◆ ACTIVITY ◆
Each record below should appear again exactly as written.

--- START ---

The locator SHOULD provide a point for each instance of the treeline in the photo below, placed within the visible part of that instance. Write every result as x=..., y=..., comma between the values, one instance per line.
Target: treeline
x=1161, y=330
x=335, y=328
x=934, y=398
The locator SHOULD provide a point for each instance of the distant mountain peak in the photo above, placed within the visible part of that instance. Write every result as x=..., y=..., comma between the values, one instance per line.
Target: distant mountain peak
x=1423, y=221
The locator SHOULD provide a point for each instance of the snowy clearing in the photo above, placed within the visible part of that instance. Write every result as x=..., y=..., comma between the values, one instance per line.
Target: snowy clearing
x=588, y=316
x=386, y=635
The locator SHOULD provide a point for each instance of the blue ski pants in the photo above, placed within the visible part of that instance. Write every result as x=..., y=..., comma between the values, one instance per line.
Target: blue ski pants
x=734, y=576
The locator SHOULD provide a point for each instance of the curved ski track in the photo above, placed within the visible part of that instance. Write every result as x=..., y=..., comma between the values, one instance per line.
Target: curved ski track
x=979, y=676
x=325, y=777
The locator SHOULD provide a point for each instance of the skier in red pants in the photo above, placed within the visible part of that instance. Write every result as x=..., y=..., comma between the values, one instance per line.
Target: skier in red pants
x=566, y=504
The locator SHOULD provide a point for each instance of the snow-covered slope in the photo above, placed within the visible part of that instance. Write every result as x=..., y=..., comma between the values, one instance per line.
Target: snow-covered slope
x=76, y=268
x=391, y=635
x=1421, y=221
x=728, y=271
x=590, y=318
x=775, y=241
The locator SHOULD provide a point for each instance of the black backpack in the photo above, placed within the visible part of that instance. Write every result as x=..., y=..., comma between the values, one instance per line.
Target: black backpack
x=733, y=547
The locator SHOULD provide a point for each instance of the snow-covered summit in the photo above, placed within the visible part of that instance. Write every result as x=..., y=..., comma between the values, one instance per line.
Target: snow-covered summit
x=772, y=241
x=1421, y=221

--- END ---

◆ ANSWER AREA ◆
The locator SHOULD provide a point for each instance of the treeline in the photo below, placed within the visible part of that instance. Write every result as x=..., y=..., comma between the values, one instance per line.
Target: treeline
x=1161, y=330
x=335, y=328
x=934, y=398
The locator SHOULD provide a point for each instance of the distant mountain peak in the photo above, placed within the visible part of that instance. Write every result as x=..., y=..., comma between the values, one instance per line.
Target: distant mountain peak
x=1423, y=221
The locator SHOULD provide a point for each instance of the snowy clearing in the photo above, placed within the visible part of that instance. Write every result as x=..., y=..., comma between the values, one instance per line.
Target: snowy clearing
x=588, y=316
x=386, y=635
The locator SHOULD provide a point for each instance of the blue ski pants in the photo above, placed within the visible part of that instance. Write every result as x=..., y=..., comma between the values, one instance per line.
Target: blue ski pants
x=734, y=576
The locator SHOULD provide a point for each instance of the curved ski track in the photo above, placed within the visible part of that instance. Write every result as x=..., y=..., comma between the values, one instance per line.
Target: curved ski track
x=979, y=676
x=325, y=777
The locator SHOULD provide a point for each instance of the skier in red pants in the photo above, placed within the visible part of that instance. Write every result as x=..., y=..., comma between the values, one instance per line.
Target: skier in red pants
x=566, y=504
The locator SHOULD provide a point for each instance of the snow-covered slope in the photo above, placed within the visible part of that instance. Write every result as x=..., y=..., comma between the values, one instance per line.
Target: snow-covered slope
x=76, y=268
x=391, y=635
x=1421, y=221
x=728, y=271
x=590, y=318
x=775, y=241
The locator SHOULD provide a point for each instance of the black backpack in the photo above, placed within the visible part of that instance. Write every result as x=..., y=..., comma between the values, one instance per line.
Target: black backpack
x=733, y=547
The locator SHOULD provide a point for each instance of the snow-covered summit in the photo above, placed within the visible part of that instance. Write every result as x=..., y=..., comma between the values, one instance per line.
Target: snow-covered summit
x=772, y=241
x=1421, y=221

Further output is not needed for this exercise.